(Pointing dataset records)
-- begin --

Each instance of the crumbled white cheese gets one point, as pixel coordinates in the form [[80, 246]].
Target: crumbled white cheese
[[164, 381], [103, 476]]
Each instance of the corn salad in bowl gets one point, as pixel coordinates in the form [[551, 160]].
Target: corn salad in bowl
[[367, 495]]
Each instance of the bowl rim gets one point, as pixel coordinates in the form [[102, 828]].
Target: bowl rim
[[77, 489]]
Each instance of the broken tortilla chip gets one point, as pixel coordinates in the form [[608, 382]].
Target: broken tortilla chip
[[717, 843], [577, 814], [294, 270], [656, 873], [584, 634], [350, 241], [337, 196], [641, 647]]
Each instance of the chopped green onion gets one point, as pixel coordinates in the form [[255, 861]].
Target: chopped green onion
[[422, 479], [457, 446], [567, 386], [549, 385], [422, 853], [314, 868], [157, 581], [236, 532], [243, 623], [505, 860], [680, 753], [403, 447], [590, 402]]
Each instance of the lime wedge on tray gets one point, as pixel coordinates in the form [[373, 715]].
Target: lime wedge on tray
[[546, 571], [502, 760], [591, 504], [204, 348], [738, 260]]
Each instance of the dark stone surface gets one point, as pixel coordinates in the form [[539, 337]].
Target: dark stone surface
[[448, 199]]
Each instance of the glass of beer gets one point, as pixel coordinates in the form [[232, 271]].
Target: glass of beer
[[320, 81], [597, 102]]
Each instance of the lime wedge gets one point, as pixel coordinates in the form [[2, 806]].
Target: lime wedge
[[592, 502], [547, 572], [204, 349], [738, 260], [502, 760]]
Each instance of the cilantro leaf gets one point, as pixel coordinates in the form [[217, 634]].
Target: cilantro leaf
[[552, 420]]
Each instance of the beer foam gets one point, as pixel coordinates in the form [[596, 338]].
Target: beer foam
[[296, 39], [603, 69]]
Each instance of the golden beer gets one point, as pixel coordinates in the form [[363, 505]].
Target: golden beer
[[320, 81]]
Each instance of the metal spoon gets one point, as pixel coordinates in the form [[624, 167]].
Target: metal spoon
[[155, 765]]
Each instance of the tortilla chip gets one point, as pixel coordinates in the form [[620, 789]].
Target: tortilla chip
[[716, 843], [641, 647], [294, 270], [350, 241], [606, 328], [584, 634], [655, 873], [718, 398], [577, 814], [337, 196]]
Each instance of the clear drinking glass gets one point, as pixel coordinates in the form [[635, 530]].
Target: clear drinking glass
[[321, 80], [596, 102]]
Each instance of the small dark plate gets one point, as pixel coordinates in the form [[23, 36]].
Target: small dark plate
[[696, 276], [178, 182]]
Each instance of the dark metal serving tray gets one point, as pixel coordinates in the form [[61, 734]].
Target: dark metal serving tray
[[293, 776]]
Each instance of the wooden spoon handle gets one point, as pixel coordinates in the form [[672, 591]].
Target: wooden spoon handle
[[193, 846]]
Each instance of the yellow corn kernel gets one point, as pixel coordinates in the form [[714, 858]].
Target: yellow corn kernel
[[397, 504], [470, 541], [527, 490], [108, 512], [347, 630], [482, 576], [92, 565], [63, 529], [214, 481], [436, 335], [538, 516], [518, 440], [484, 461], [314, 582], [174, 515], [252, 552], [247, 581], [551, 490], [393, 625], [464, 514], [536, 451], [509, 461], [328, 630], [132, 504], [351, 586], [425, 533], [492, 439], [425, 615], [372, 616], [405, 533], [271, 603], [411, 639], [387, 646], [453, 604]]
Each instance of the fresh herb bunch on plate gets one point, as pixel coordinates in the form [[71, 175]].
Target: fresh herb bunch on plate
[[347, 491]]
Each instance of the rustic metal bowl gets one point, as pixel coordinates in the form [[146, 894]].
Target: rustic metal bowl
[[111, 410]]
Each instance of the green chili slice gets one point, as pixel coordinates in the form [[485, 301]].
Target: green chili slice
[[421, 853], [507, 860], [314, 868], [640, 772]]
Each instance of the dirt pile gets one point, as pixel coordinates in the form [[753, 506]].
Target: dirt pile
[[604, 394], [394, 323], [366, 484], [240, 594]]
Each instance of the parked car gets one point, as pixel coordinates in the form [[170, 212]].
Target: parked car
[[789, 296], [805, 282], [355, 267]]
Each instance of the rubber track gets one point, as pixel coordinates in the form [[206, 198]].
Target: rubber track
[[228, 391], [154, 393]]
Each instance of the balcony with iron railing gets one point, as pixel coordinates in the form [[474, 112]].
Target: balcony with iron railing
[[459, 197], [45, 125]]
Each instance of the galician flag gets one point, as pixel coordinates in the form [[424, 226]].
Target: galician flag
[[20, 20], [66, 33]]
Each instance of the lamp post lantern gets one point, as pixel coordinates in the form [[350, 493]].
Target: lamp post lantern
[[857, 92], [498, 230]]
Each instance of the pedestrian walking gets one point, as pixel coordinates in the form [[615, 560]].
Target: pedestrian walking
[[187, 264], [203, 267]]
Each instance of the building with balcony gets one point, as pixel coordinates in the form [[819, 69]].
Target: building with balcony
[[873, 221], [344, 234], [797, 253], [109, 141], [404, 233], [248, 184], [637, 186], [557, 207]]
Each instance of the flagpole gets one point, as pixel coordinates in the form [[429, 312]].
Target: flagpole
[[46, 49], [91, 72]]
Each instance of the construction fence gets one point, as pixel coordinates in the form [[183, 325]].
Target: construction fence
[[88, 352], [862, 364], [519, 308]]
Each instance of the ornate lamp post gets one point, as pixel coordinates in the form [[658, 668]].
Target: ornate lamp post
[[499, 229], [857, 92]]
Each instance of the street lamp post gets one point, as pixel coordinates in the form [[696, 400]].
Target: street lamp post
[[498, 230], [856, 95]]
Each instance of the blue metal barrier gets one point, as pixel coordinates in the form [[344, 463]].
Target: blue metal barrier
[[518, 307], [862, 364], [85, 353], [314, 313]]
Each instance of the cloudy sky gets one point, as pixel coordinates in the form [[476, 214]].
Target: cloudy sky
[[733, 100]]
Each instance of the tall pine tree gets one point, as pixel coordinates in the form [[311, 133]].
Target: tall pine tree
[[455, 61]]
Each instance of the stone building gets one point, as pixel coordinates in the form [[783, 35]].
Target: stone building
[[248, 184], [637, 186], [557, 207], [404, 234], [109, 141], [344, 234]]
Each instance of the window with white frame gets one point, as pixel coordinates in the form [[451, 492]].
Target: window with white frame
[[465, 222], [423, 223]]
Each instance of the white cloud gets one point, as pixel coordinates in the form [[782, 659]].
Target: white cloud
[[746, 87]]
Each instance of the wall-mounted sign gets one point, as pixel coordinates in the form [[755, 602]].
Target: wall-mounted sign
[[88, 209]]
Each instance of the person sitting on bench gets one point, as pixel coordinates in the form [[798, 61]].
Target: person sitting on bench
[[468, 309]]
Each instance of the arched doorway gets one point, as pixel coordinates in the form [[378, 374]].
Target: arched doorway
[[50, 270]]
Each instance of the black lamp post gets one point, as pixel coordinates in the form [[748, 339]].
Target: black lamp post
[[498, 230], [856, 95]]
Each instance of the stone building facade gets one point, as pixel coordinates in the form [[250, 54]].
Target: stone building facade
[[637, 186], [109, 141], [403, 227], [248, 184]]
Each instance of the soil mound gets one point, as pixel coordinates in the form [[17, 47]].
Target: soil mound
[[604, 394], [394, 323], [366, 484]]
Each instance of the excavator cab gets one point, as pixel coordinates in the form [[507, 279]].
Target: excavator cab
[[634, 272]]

-- end --

Goal of the exercise:
Copy the rows above without any change, from the line containing "Each instance of the flagpole" through the line containing "[[637, 186], [109, 141], [403, 227], [248, 184]]", including both of those lines.

Correct response:
Each instance of the flagpole gets one point, as pixel coordinates in the form [[429, 312]].
Target: flagpole
[[46, 49], [91, 72]]
Each instance of the construction fence gets one point, as pixel coordinates in the form [[183, 325]].
Target: construction fence
[[88, 352], [862, 364], [519, 308]]
Each instance of the ornate lamp post gets one point, as pixel coordinates in the form [[658, 668]].
Target: ornate lamp post
[[499, 229], [857, 92]]
Each instance of the street lamp post gets one point, as pixel coordinates in the form [[696, 400]].
Target: street lamp post
[[498, 230], [856, 95]]
Each instance of the blue metal barrier gets one point, as pixel coordinates in the form [[344, 463]].
Target: blue metal barrier
[[518, 307], [862, 364], [85, 353], [314, 313]]
Each instance of the cloudy sky gets one point, as pixel coordinates in the form [[476, 214]].
Target: cloudy sky
[[733, 100]]
Each instance of the tall pine tree gets one point, as pixel coordinates in the form [[311, 133]].
Target: tall pine tree
[[455, 61]]
Each instance of the stone building gets one point, as pixel coordinates in the form [[783, 35]].
Target: stone building
[[248, 184], [637, 186], [557, 207], [404, 234], [109, 141], [344, 234]]
Each instance of the window with white frame gets one point, as pixel coordinates in the form [[451, 492]].
Target: window with white frame
[[465, 222], [423, 223]]
Each instance of the white cloud gets one point, as pixel coordinates in the form [[782, 659]].
Target: white cloud
[[746, 87]]
Each instance of the wall-mounted sign gets one point, as pixel coordinates in the form [[755, 602]].
Target: wall-mounted sign
[[88, 209]]
Each instance of the person sitting on bench gets one point, as pixel coordinates in the form [[798, 61]].
Target: person sitting on bench
[[468, 309]]
Each instance of the arched doorway gets one point, as pixel coordinates in the form [[378, 374]].
Target: arched doorway
[[50, 270]]
Each instance of the black lamp post gets one point, as pixel coordinates in the form [[748, 339]].
Target: black lamp post
[[498, 230], [856, 95]]
Each instance of the stone building facade gets one point, as pixel coordinates in the form [[250, 54]].
Target: stone building facade
[[637, 186], [109, 141], [403, 227], [248, 184]]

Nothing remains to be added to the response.